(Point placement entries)

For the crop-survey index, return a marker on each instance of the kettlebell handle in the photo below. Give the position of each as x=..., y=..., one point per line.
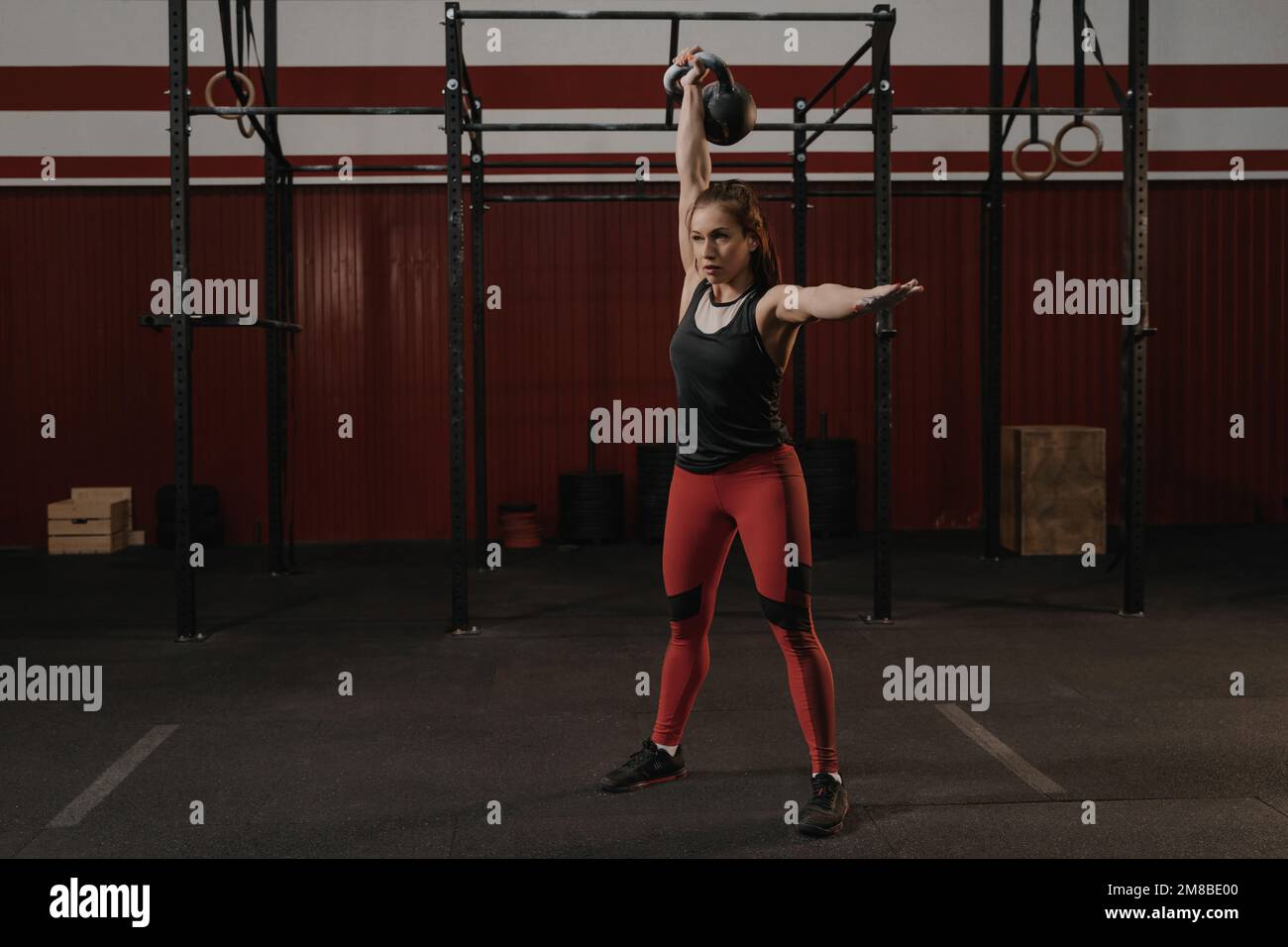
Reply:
x=671, y=80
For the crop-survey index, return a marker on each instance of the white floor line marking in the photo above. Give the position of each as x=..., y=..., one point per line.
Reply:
x=1001, y=751
x=112, y=777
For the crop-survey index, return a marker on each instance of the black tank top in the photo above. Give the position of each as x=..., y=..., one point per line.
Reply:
x=733, y=382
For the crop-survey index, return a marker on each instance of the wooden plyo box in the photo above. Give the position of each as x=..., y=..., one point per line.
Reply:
x=1052, y=488
x=88, y=526
x=111, y=493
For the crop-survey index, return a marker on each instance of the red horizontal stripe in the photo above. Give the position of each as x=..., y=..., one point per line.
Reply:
x=820, y=162
x=133, y=88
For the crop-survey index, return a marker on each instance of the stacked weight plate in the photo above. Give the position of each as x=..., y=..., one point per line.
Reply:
x=656, y=464
x=590, y=508
x=831, y=483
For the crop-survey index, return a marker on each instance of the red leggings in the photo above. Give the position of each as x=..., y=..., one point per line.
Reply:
x=761, y=497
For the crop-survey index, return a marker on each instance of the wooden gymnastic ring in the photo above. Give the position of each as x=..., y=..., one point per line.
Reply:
x=248, y=132
x=1060, y=155
x=1021, y=172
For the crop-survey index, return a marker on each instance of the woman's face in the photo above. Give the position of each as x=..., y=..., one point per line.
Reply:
x=721, y=252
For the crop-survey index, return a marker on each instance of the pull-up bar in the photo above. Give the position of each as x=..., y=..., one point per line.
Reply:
x=316, y=110
x=649, y=127
x=664, y=14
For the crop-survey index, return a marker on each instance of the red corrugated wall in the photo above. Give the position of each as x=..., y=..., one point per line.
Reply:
x=589, y=298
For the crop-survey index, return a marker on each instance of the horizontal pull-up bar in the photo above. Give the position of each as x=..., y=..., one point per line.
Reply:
x=160, y=322
x=785, y=162
x=990, y=110
x=316, y=110
x=897, y=192
x=369, y=167
x=593, y=198
x=648, y=127
x=665, y=14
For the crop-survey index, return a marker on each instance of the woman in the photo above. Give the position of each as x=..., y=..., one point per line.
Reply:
x=734, y=337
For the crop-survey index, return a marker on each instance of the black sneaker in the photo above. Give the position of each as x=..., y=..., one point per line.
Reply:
x=645, y=767
x=827, y=806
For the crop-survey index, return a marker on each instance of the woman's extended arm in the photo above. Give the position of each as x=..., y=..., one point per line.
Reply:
x=692, y=158
x=831, y=300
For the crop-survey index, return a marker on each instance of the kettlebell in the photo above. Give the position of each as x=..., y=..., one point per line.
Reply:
x=729, y=110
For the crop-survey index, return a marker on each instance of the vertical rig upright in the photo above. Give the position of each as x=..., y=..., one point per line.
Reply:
x=1133, y=337
x=991, y=312
x=456, y=311
x=274, y=343
x=884, y=322
x=477, y=209
x=180, y=330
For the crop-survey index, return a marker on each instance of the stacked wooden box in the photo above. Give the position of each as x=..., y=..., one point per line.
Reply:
x=1052, y=488
x=95, y=519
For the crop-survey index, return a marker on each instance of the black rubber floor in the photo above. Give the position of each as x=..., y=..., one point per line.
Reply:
x=492, y=745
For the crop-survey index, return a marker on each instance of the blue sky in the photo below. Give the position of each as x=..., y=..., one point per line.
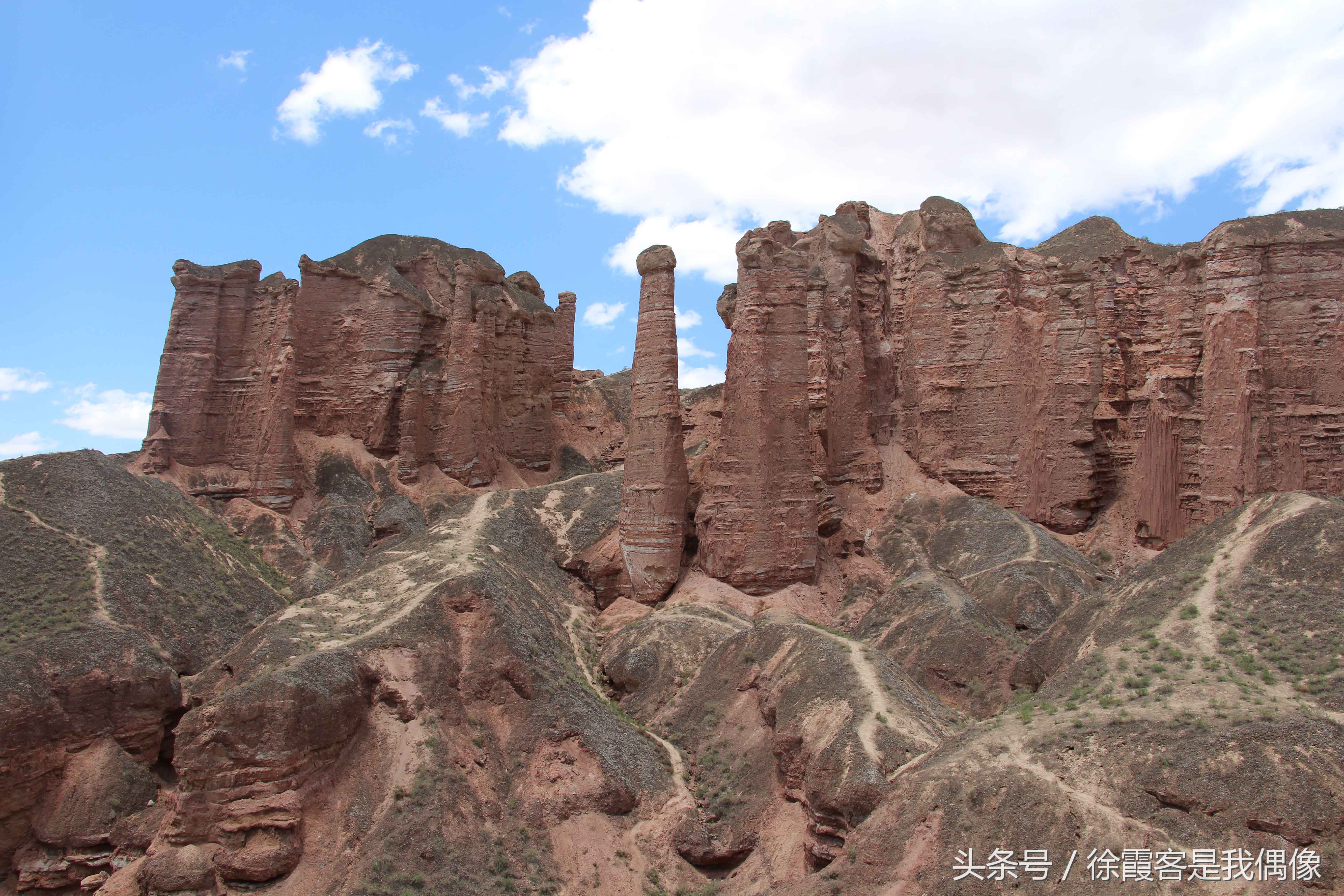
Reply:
x=562, y=138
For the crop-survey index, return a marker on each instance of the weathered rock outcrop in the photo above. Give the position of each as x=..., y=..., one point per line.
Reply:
x=1095, y=381
x=756, y=523
x=655, y=486
x=410, y=346
x=111, y=587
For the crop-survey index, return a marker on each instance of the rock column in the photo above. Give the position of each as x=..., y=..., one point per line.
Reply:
x=655, y=488
x=564, y=381
x=757, y=523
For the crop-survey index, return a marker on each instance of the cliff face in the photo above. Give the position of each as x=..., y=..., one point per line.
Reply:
x=1096, y=378
x=756, y=522
x=410, y=346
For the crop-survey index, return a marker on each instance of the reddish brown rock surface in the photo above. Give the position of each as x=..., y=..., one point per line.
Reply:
x=655, y=486
x=416, y=348
x=1096, y=382
x=757, y=519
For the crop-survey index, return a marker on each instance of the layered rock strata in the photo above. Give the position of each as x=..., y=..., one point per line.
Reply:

• _Instructions to follow_:
Transcribe every one of the entries above word for word, without the pictures.

• _Response_:
For the crop-survey index, return a marker on each instance of the kettlebell handle in the photo below. Give the position of each as x=..., y=..., one point per line.
Reply:
x=671, y=80
For the crop-survey index, return a marker on each instance of the white floor line marking in the photo above. Give the position of each as x=..., y=..., one point per line.
Reply:
x=1001, y=751
x=112, y=777
For the crop-survey index, return a marker on each instance of the black tank top in the photo above. Give the position of each as x=..., y=..., one point per line.
Reply:
x=733, y=382
For the crop-survey index, return a marker on each instance of the wooden plyo box in the photo above. Give the position of each as x=..., y=..., one point per line.
Reply:
x=1052, y=488
x=88, y=526
x=111, y=493
For the crop-survey index, return a marker on each instance of the red horizontal stripe in the photo above. Give the position of each as x=..., y=..., one point per line.
Reply:
x=820, y=162
x=133, y=88
For the crop-survey index, return a marker on each instance of the stacked weight plate in the photo above. Give the position of each as x=..., y=..., one point per line.
Reply:
x=656, y=464
x=590, y=508
x=831, y=483
For the crop-survey index, return a marker on each instance of the red leggings in the photo above. Give the position of each as x=..., y=..., one point per line.
Reply:
x=761, y=497
For the crop-survey index, return a marker on each instance of the wooden gymnastic ring in the photo above. Give the position of each as x=..., y=..., one point per line.
Reply:
x=248, y=132
x=1060, y=155
x=1021, y=172
For the crop-survey index, return a marker on each instance of the woman's face in the photo above. Give the position of each as x=..., y=..., one point per line.
Reply:
x=721, y=252
For the crop-survey index, return a marker on each instance of the pull-up bar in the photo above. Give the position of each as x=..., y=..., one point per line.
Reply:
x=316, y=110
x=649, y=127
x=664, y=14
For the crop-survey index, return a marker on each instance of the red corrugated wall in the photo above. Give the position of each as x=..., y=..., one point per line.
Reply:
x=589, y=298
For the crop-survey index, return a marker on each instance of the horizontal pull-up bar in the photo above. Give the position of each as x=..., y=..., one point per line.
Reply:
x=160, y=322
x=785, y=162
x=990, y=110
x=316, y=110
x=897, y=192
x=369, y=167
x=593, y=198
x=648, y=127
x=665, y=14
For the crop-survey index, return a marker on each instance of the woman in the photo above. Give the position of each as x=..., y=..., one point per line.
Reply:
x=734, y=337
For the crop-survey index, return a marker on each instance of the black sneaker in the photo above. Give the position of each as x=..., y=..., one point per line.
Reply:
x=645, y=767
x=827, y=806
For the crop-survey index, return a marker on each instance of the woman's extended arm in the photo above. Give the position of each as x=..., y=..., one point per line.
Reply:
x=692, y=158
x=831, y=300
For the crop-survey index, return a marker on each instance of the kettlebell in the photo above. Give the position of each as x=..., y=..., one point per line.
Reply:
x=729, y=110
For the crop-survey index, return a marker on each instance of the vertical rig upright in the photo above. Give the position of each as x=..., y=..., one point per line.
Reply:
x=1133, y=337
x=991, y=312
x=456, y=311
x=274, y=343
x=884, y=322
x=477, y=209
x=180, y=330
For the crop-survey index, return a marker on each instance of the stacked wooden box in the photo above. Give the position of each as x=..., y=..., one point per line.
Reply:
x=1052, y=488
x=95, y=519
For the crop-survey index, return a marker on each instance of the black rubber floor in the photo above. Give the position of each as x=..., y=..., one point per line.
Reply:
x=492, y=745
For the crop-survey index, return a marker on each instance of the blue sky in the photo below. Give the position of each as x=..., y=..., one point per line.
Reply:
x=562, y=138
For the crop-survey index, return a marker on each instance of the weathered rock outcrop in the photo above. Give the position of each as x=..., y=..., one point per line.
Reply:
x=1095, y=381
x=756, y=523
x=655, y=486
x=410, y=346
x=111, y=587
For the crop-survey index, return a marker on each instance of the rock column in the photo above. Give the position of each as x=..., y=..., one point per line.
Reply:
x=655, y=488
x=564, y=381
x=757, y=523
For the crop-survey index, return a marker on each instance of the cliff face in the photo above. Give the position of each as x=..., y=..., one point per line.
Reply:
x=1096, y=378
x=756, y=522
x=410, y=346
For the crop-survey index, return a marker on each instance of the reddish brown rock surface in the photo above. Give the position of each as x=..., y=..., one point per line.
Reply:
x=655, y=486
x=416, y=348
x=1096, y=382
x=757, y=519
For the crop-survey index, return a marker on each instance of the layered rock strata in the photo above. Give the position of each as x=..., y=..., one point per line.
Reply:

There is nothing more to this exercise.